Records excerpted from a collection
============

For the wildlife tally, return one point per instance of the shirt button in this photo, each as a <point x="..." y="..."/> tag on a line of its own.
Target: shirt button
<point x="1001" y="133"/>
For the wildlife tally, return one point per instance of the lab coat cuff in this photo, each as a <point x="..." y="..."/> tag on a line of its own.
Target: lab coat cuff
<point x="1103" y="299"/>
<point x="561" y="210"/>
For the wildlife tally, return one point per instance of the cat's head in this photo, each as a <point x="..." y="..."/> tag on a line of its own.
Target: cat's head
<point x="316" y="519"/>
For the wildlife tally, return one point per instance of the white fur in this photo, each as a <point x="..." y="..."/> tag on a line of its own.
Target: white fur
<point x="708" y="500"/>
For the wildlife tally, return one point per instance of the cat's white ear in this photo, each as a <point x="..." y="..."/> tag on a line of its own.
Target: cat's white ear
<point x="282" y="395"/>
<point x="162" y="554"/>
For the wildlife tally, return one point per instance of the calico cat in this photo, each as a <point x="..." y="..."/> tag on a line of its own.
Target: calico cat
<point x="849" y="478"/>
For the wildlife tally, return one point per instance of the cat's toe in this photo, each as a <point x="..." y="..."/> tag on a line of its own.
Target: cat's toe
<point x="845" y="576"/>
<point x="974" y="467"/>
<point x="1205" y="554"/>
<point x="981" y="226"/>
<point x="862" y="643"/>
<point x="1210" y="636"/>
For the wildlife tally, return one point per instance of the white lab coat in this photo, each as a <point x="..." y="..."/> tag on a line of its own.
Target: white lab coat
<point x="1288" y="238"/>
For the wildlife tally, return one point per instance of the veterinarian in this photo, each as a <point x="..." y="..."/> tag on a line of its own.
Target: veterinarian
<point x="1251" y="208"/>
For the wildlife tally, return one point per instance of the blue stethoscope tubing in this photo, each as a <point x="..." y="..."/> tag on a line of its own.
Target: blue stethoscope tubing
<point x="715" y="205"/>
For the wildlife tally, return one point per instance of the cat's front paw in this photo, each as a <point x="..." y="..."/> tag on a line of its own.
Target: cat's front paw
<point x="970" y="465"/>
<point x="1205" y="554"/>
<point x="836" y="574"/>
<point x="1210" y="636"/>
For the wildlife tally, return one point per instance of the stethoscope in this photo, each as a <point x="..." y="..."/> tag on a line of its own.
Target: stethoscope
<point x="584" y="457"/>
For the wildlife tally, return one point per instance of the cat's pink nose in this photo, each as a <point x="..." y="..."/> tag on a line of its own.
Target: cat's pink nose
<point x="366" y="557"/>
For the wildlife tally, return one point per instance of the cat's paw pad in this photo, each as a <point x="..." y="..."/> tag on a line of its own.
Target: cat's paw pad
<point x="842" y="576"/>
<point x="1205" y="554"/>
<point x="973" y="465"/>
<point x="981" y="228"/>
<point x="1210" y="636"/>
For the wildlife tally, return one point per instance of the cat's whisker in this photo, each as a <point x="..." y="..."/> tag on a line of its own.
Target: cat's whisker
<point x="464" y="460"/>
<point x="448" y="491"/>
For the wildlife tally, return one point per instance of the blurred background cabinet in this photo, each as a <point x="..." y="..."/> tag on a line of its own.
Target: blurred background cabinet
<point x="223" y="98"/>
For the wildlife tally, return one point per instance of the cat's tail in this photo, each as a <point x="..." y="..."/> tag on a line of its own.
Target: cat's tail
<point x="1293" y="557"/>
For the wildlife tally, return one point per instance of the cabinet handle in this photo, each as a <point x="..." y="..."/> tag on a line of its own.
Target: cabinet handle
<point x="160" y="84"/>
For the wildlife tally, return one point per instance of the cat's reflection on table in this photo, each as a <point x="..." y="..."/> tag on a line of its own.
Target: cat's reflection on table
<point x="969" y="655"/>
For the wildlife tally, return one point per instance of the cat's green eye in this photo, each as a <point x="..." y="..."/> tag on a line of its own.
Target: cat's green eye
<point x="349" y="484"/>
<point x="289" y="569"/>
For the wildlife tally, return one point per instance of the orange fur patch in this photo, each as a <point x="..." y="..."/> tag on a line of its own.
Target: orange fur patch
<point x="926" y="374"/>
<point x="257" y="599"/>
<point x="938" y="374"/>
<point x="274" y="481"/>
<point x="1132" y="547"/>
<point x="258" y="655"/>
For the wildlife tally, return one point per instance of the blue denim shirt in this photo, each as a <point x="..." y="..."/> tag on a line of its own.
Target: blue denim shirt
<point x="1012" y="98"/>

============

The whole of the data must be given again, exactly as shown.

Task result
For the wildlife tally, return one point per instance of the shirt button in this photo, each as a <point x="..." y="..."/> tag on a line of its own.
Target: shirt button
<point x="1001" y="133"/>
For the wildlife tally, return one point per instance of the lab coat cuff in this photo, each as a <point x="..." y="..."/> tag on a line of its own.
Target: lab coat cuff
<point x="1103" y="299"/>
<point x="561" y="210"/>
For the wildlife tally, return one point per instance of the cat's head in this photo, each as a <point x="..." y="..."/> tag on a line of its own.
Target: cat's head
<point x="316" y="519"/>
For the wildlife tally, return one point per instance of the white fur in this photo, each as a <point x="..." y="..."/> tag on a line of its own.
Target: white fur
<point x="708" y="500"/>
For the wildlife tally, return one point per instance of the cat's white ear in this photo, each as a <point x="..." y="..."/> tag on a line of its own.
Target: cat's white ear
<point x="282" y="395"/>
<point x="162" y="554"/>
For the wildlife tally, return one point per instance of the calico cat in this photo, each as a <point x="..." y="..."/> tag on a line of its own.
Target: calico cat
<point x="849" y="478"/>
For the wildlife tally, return one point per instance of the cat's toe in this photo, each as a <point x="..." y="..."/> tag on a line of its own.
Target: cat's toe
<point x="845" y="576"/>
<point x="974" y="467"/>
<point x="1205" y="554"/>
<point x="981" y="226"/>
<point x="862" y="643"/>
<point x="1210" y="636"/>
For the wildlife tally, return one point per instance of the white lab coat in this photo, each as a <point x="..." y="..."/> tag on a line of its own.
Target: white lab coat
<point x="1288" y="238"/>
For the wildlife tally, return one point per instance of the veterinarian in this photo, each as a <point x="..." y="..."/> tag on a line of its own.
Target: veterinarian
<point x="1251" y="208"/>
For the wildlife tally, return one point per instance of the blue stethoscope tubing in this photo, each as a <point x="..." y="..."/> tag on a line of its own.
Target: blue stethoscope tubing
<point x="715" y="205"/>
For the wildlife tally, return one point per instance of the cat's front paw in this photo, each as a <point x="..." y="..."/> tag on a line of its own.
Target: cat's front paw
<point x="970" y="465"/>
<point x="1205" y="554"/>
<point x="836" y="574"/>
<point x="1210" y="636"/>
For the wildlife tally, return one point per instance of the stethoscope in this photo, each as a <point x="..." y="..."/> tag on a line of its own.
Target: stethoscope
<point x="584" y="457"/>
For the wildlife tally, return one point per instance of the cat's pink nose in this photo, each as a <point x="..." y="..."/> tag on a line of its own.
Target: cat's pink nose
<point x="366" y="557"/>
For the wildlife tally, return one point per instance of the cat's paw pad in this photo, each as a <point x="..." y="..."/> tag on a line of its own.
Target: cat's paw pad
<point x="842" y="576"/>
<point x="1205" y="554"/>
<point x="973" y="465"/>
<point x="981" y="228"/>
<point x="1210" y="636"/>
For the wildlife tally, return one point per instance of the cat's whisker in this photo, each as a <point x="..." y="..."/> tag on a line of its own.
Target: cat's whisker
<point x="464" y="460"/>
<point x="448" y="491"/>
For the wildlife tally, return one point per instance of the blurred background cabinet in this photo, each as a <point x="..." y="..."/> tag on a line of its own.
Target: blurred background cabinet
<point x="223" y="98"/>
For the wildlife tally, return one point per instance of the cat's tail in this photo, each as a <point x="..." y="..."/> tag on a line of its own.
Target: cat's tail
<point x="1293" y="557"/>
For the wildlife tally, return one point per instance of the cabinet handle in this photo, each as a <point x="..." y="..."/> tag on a line of its own.
Target: cabinet handle
<point x="160" y="84"/>
For the wildlife tally, return one point per instance of the cat's reflection on table in this photo, each as a <point x="..." y="..."/> tag on a line of its own.
Target: cat's reflection on table
<point x="969" y="655"/>
For the wildlife tally, return one point per instance of the cat's green eye in this photo, each as a <point x="..." y="..."/> tag on a line of its own.
Target: cat's green eye
<point x="349" y="484"/>
<point x="289" y="569"/>
For the wildlife tally, return one point per instance of the orange fur patch in this photo, each as a <point x="..." y="..."/> tag on a line of its own.
Target: orange fur patch
<point x="926" y="374"/>
<point x="257" y="599"/>
<point x="938" y="374"/>
<point x="274" y="481"/>
<point x="1132" y="547"/>
<point x="258" y="655"/>
For the wildlife tally, return one point per instance of the blue denim shirt in this photo, each as a <point x="..." y="..."/> tag on a line of its own.
Target: blue denim shirt
<point x="1012" y="98"/>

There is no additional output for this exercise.